The records appear below. Copy each one exactly.

▼

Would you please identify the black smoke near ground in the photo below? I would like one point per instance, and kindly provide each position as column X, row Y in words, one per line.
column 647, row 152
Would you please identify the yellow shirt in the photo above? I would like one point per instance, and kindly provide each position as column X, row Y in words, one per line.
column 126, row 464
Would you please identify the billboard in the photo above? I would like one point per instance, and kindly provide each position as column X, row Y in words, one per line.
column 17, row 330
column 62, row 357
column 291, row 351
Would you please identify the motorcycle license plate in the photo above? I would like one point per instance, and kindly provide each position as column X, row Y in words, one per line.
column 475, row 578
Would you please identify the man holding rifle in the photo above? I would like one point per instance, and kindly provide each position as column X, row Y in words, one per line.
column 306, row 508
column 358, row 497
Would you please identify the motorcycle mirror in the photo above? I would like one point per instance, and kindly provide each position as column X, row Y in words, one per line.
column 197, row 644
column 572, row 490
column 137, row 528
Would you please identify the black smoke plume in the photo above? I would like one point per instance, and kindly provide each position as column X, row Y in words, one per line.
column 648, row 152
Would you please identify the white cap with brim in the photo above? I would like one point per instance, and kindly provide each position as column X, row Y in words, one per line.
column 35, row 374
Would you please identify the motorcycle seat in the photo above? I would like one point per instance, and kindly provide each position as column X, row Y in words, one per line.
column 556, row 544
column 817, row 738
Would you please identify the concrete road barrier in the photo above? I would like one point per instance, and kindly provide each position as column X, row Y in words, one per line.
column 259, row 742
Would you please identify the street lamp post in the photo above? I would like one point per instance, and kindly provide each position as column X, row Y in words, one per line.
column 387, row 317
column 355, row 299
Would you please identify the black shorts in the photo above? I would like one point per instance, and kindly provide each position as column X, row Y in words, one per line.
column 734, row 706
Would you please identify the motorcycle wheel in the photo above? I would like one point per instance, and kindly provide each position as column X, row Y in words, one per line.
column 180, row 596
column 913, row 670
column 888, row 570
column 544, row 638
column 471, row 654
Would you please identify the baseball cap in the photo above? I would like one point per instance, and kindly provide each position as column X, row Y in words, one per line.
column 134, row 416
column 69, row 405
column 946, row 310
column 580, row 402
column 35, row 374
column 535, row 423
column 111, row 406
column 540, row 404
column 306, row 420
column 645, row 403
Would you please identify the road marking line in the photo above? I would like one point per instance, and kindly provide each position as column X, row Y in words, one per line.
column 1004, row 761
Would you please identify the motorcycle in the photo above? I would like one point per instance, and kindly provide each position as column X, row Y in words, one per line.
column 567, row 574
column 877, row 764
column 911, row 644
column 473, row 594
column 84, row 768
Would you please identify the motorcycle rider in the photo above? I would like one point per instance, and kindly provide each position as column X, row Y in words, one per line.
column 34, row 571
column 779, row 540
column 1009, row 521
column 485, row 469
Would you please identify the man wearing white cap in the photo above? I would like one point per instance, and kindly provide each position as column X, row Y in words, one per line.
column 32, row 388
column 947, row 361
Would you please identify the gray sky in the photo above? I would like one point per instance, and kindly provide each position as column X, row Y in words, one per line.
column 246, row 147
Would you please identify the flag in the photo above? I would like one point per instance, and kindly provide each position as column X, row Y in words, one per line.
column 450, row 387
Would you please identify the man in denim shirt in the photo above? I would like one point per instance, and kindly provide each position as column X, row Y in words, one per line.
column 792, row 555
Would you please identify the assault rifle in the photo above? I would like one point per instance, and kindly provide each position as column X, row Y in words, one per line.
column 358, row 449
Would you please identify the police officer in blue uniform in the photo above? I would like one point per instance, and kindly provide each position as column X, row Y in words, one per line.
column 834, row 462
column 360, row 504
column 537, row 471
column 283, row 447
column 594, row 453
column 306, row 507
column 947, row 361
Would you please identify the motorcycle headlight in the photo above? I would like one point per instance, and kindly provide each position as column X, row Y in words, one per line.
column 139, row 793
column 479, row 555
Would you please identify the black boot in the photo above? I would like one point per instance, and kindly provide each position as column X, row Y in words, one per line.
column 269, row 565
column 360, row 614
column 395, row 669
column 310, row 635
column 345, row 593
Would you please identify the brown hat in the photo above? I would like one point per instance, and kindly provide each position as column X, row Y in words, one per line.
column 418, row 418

▲

● ANSWER SECTION
Would you please identify the black smoke near ground in the photo below? I would like one point per instance, and kindly provide each position as column X, row Y in words, one per line.
column 647, row 152
Would you please identify the yellow shirt in the photo above? I would like one point per instance, and kindly provide each position as column X, row Y in words, one per line.
column 126, row 464
Would you please identify the billboard in the photo above? I would like one point per instance, and kindly provide each position as column X, row Y in words, one per line.
column 17, row 330
column 62, row 357
column 291, row 351
Would you please identify the motorcycle license plate in the photo above? I would like one point per instance, and kindly provide each position as column X, row Y in words, one per line.
column 475, row 578
Would you please identify the man holding rifle in the photo above? I would like one point per instance, and kindly provide each position as column X, row Y in words, one per line.
column 306, row 508
column 358, row 497
Would you please identify the motorcycle mirror in the photo above? I would like one point per instance, and kindly provide each position as column X, row Y in words, one per line.
column 197, row 644
column 572, row 490
column 137, row 528
Would you please identify the black smoke plume in the photo above? I would like one point per instance, and kindly provide each position as column X, row Y in words, one per line.
column 648, row 152
Would you please identify the white cap with brim in the photo above? I would like one point per instance, and kindly provide each position as column X, row Y in words, one per line.
column 35, row 374
Would you please identify the motorcycle seat in the photo above? I would like one point per instance, and kindly provide each position as column X, row Y in words, one per line.
column 556, row 544
column 817, row 738
Would you please identify the concrete road barrier in the photo above? I would like one point per instance, and kindly provide each position as column X, row Y in words, one per line.
column 259, row 742
Would you please identify the street lamp post in the photo above? I would like one point per instance, and kindly provide each position as column X, row Y in words, one per line.
column 387, row 317
column 355, row 299
Would you please identify the black shorts in the photo above? I would like one point per instance, and kindly provide each position as column X, row Y in words, one per line.
column 734, row 706
Would you please identify the motorcycle wheel in the photo above? I would like one point per instance, and kindly provide each position as column X, row Y in words, one per line.
column 180, row 596
column 913, row 670
column 888, row 570
column 544, row 638
column 471, row 654
Would you please identify the baseball cap in the photo above? I would like one point per instance, and kindly provide each position as column X, row Y in words, one per line.
column 134, row 416
column 69, row 405
column 946, row 310
column 580, row 402
column 35, row 374
column 535, row 423
column 111, row 406
column 540, row 404
column 306, row 420
column 645, row 403
Would you please identify the road marking line in the photo above? I would like one point per instance, and kindly provide each position as column X, row Y in words, one per line.
column 1004, row 761
Would you please identify the motorcycle in the photo above? I would like one point per instance, and kindly provide each position as column X, row Y in words, one per line.
column 567, row 574
column 877, row 764
column 911, row 644
column 473, row 594
column 84, row 768
Would you please identify the motorcycle rider in the photo above? I would like one point per instance, and kindly provide each position as column X, row Y in words, one per line.
column 34, row 571
column 779, row 540
column 1009, row 521
column 485, row 469
Would you please identify the man wearing white cap in the photo above? I would like one point per instance, and kindly provide each position as column X, row Y in words, one per line.
column 32, row 388
column 947, row 361
Would you please identify the gray sky in the photo above? I would like one point per instance, and kindly provide each position as column X, row Y in words, one per line.
column 246, row 147
Would you please identify the flag in the photo above? I would like one point per instance, and kindly provide each position as column X, row Y in words, one per line.
column 450, row 387
Would you please identify the man in denim shirt in the photo above? I would like one point per instance, and kindly provide each position as column X, row Y in words, one per line.
column 792, row 555
Would you please identify the assault rifle in the photo above? I would like one point per instance, and kindly provide each position as column X, row Y in words, one per line.
column 358, row 449
Would you please identify the police officer in blue uniform in the photo above? I would like one point per instance, and kindly provide each position as column X, row Y in words, one per line.
column 834, row 462
column 360, row 504
column 537, row 471
column 283, row 447
column 594, row 453
column 306, row 507
column 947, row 361
Would you please identify the motorcycle headlight in the photo above? I would like one point per instance, and kindly provide each position as column X, row Y in words, one per line.
column 139, row 793
column 479, row 555
Would you please identify the black boot in the photo above? I would like one point per instance, and kindly provide each position as column X, row Y in words, one per line.
column 269, row 565
column 360, row 614
column 395, row 669
column 310, row 635
column 345, row 593
Would you please identify the brown hat in the photo above? I would like one point per instance, and kindly provide each position as column X, row Y in words, one per line.
column 418, row 418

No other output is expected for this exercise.